Excerpted passage:
— start —
The problem was, this aidel maidel costume was bullshit. It didn’t cover up my mother’s true nature or mine. It didn’t make her gentle or sweet. It didn’t make me modest or appropriate. It was 20 years before I realized it was a way to control me—just as her 1950s parents had tried to control her, in different ways—but it was only a few years before I tore it off at, of all places, Stern College, the women’s division of Yeshiva University.

My parents had peddled our house on Leavenworth Road as refuge, Holy Land. Here, we could look and act like real Jews. Here, I was conditioned to believe I would not get a complete Jewish education unless I went to Stern. So I moved to Manhattan.

I flew alone to LaGuardia and took my first taxi to 34th Street. The yellow cab pulled up to Brookdale Hall, and when I saw the registration line wrapped around the corner, my stomach dropped.

I immediately saw what my mother wanted us to be, and I understood that we were not. I have never felt so Midwestern. Or small town. I watched them through the cab window like I was watching a movie scene.

Every girl, it seemed, wore a midi-length leather, or micro-pleat, or trumpet black skirt, fitted blouse, and sparking diamonds. Nine West booties. Chunky heels. Choker necklaces. Straightened hair. Manicures. Every girl stood in line with her mother, who looked the exact same way, but also maybe with a fur accessory. Every girl was frum and fashionable. These mothers and daughters dressed in ways that accentuated their best features. They were experts in both covering up and showing off.

I stood in line in my sneakers with my duffels from Canfields, the Army supply store in Omaha. I suddenly ached for my Birkenstocks. I should have been on a greener campus in jeans and a tie-dye T-shirt. Where was I? I mean, where was I?

In line, everything unfolded. I was mismatched. My mother and I clashed. Nothing fit. I suddenly saw my closet for what it always was: a child’s hiding place.

But because I had become an aidel maidel, I did the proper thing. I did what was expected of me. I checked in, took the elevator to my room, and stayed for three years.

I didn’t know what else to do. I didn’t think I had any other choices.
— end —
Stored rows:
— start —
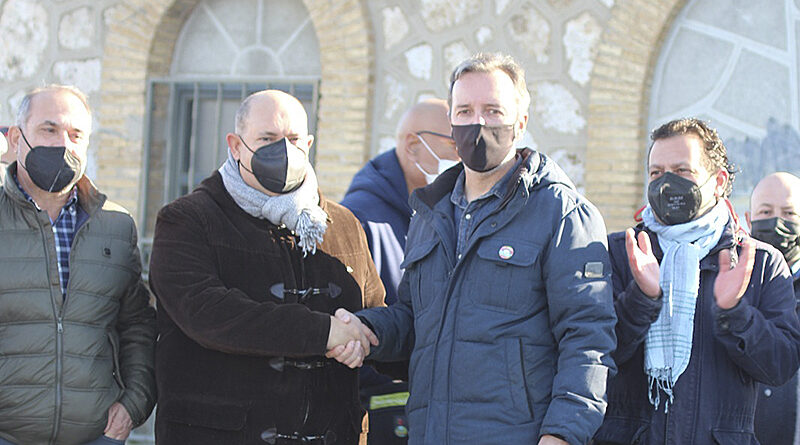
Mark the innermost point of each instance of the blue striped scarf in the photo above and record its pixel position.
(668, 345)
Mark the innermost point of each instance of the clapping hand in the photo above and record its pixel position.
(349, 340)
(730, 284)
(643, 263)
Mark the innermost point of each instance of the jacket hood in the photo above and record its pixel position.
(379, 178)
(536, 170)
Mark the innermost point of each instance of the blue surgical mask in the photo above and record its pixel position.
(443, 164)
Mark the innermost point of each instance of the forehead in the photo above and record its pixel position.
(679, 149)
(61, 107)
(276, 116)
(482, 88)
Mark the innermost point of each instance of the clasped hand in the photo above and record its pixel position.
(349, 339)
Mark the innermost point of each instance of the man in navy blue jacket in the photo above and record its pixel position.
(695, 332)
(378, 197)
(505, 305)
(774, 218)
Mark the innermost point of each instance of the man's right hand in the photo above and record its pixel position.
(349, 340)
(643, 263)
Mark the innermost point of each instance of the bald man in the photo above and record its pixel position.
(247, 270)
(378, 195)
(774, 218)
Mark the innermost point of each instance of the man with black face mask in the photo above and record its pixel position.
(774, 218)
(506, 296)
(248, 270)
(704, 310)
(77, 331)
— end —
Goal:
Repeat, word for word, the part of the Stern College passage above from "I stood in line" up to and including "for three years.".

Answer to the exercise:
I stood in line in my sneakers with my duffels from Canfields, the Army supply store in Omaha. I suddenly ached for my Birkenstocks. I should have been on a greener campus in jeans and a tie-dye T-shirt. Where was I? I mean, where was I?

In line, everything unfolded. I was mismatched. My mother and I clashed. Nothing fit. I suddenly saw my closet for what it always was: a child’s hiding place.

But because I had become an aidel maidel, I did the proper thing. I did what was expected of me. I checked in, took the elevator to my room, and stayed for three years.